Exercise — Can you quote, word for word, every line from the first line of the records below through the line containing "target: red object", and nothing else?

Collected data entries

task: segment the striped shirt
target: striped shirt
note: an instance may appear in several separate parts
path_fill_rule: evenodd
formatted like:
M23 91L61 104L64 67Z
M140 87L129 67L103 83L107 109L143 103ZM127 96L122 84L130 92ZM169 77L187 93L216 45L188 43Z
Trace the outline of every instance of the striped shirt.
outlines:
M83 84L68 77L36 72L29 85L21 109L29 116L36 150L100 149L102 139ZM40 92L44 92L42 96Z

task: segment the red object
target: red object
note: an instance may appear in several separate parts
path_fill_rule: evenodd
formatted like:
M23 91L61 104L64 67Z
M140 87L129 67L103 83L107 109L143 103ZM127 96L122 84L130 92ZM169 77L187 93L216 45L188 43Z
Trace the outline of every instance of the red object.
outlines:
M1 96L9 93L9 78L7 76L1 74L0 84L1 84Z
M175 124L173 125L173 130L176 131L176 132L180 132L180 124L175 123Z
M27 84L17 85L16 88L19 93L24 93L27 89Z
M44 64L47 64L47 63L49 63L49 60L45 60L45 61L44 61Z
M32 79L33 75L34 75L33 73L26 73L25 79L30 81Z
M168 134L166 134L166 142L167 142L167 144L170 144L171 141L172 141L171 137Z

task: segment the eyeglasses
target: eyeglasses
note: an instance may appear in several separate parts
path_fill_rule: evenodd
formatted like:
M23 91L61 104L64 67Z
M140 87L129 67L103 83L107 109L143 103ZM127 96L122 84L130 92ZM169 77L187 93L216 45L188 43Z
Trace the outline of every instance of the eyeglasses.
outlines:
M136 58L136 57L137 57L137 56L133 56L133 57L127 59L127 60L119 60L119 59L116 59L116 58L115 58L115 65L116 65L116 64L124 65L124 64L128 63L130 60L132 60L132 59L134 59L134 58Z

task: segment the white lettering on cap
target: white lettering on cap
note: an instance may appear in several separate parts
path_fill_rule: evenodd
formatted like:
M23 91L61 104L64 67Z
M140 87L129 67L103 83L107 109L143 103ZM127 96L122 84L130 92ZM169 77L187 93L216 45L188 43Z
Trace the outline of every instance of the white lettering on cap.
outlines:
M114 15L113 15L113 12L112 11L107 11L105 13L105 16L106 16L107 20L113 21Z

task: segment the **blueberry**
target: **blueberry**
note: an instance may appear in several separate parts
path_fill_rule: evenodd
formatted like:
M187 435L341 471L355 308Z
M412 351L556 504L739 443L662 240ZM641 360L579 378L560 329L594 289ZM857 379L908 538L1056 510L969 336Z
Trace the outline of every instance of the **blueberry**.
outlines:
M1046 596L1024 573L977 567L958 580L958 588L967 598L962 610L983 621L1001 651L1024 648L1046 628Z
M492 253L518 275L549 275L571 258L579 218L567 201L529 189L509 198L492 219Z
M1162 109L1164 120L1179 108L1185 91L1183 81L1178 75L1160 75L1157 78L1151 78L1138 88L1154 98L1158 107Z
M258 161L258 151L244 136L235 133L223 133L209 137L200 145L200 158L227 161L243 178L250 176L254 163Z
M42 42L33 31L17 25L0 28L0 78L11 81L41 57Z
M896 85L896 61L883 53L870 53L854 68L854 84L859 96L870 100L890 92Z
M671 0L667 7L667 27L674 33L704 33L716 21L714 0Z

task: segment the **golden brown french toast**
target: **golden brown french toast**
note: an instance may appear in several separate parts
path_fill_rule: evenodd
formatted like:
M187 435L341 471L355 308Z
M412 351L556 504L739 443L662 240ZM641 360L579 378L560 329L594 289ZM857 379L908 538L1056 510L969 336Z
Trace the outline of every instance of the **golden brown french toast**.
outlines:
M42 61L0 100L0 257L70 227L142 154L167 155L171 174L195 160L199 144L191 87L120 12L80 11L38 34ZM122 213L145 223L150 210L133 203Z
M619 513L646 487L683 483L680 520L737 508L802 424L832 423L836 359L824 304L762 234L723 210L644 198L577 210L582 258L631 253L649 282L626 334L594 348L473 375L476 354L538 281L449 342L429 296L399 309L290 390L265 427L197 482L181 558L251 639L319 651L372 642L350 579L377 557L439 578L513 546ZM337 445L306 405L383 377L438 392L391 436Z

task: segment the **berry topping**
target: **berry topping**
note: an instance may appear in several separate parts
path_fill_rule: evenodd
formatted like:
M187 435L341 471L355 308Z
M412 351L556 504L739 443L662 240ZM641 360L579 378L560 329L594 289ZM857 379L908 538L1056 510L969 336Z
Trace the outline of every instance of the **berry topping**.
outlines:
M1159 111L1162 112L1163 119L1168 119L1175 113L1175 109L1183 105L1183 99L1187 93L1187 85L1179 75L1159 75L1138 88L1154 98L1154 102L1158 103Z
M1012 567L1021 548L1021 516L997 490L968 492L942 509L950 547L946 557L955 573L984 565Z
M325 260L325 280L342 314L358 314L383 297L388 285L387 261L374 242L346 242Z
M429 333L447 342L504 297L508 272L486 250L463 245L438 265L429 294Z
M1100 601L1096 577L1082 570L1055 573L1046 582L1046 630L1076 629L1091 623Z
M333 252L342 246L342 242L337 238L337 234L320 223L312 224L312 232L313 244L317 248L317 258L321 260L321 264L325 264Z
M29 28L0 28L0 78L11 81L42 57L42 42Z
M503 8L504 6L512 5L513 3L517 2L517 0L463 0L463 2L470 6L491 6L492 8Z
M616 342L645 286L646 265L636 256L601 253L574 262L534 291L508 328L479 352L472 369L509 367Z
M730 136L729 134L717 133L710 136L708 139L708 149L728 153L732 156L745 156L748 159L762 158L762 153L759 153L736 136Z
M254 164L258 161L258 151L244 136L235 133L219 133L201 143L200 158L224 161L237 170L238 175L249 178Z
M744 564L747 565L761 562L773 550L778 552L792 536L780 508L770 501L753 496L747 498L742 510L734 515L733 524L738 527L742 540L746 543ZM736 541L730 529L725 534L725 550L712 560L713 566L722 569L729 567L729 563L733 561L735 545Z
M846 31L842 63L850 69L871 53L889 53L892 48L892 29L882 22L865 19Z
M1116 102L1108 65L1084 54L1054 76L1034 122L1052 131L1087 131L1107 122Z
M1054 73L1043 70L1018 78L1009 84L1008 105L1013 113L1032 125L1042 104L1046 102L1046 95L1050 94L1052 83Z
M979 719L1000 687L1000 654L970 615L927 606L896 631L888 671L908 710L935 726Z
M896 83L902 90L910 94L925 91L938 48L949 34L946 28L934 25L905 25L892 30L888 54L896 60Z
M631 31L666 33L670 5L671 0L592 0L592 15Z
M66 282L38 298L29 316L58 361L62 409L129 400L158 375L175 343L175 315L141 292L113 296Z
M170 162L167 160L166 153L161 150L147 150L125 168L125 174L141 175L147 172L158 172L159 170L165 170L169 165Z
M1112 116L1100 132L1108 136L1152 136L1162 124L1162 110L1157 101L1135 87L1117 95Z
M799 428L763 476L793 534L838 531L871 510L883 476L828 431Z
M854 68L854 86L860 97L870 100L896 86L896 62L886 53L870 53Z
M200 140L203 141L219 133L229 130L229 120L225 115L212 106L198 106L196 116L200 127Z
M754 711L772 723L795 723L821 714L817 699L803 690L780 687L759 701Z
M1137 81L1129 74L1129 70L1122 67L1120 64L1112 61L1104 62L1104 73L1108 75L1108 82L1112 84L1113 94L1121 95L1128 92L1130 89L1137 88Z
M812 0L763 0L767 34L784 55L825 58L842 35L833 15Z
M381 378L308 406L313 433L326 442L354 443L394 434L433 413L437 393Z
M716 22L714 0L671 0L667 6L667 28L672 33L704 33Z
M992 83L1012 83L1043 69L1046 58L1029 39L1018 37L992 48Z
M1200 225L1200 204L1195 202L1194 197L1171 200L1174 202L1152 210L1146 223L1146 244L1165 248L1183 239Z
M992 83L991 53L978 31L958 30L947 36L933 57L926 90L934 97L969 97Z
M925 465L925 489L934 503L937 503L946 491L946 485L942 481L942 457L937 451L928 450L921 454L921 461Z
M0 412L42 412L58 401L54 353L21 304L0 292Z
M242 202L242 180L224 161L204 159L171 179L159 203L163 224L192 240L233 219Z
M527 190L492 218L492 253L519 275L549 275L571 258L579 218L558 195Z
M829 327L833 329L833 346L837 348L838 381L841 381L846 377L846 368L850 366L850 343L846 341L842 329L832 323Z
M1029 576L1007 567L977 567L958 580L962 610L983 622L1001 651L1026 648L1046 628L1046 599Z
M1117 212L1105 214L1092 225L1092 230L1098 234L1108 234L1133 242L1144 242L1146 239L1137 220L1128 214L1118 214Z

Solution to the problem —
task: segment the striped shirt
target: striped shirt
note: an instance may appear in several separate parts
path_fill_rule: evenodd
formatted like:
M23 91L61 104L64 67Z
M140 87L129 67L103 83L107 109L143 103ZM127 96L122 84L130 92ZM169 77L187 93L216 45L188 43Z
Trace the outline of every instance of the striped shirt.
outlines:
M83 84L68 77L36 72L29 85L21 109L29 116L36 150L100 149L102 139ZM40 92L44 92L42 96Z

task: segment the red object
target: red object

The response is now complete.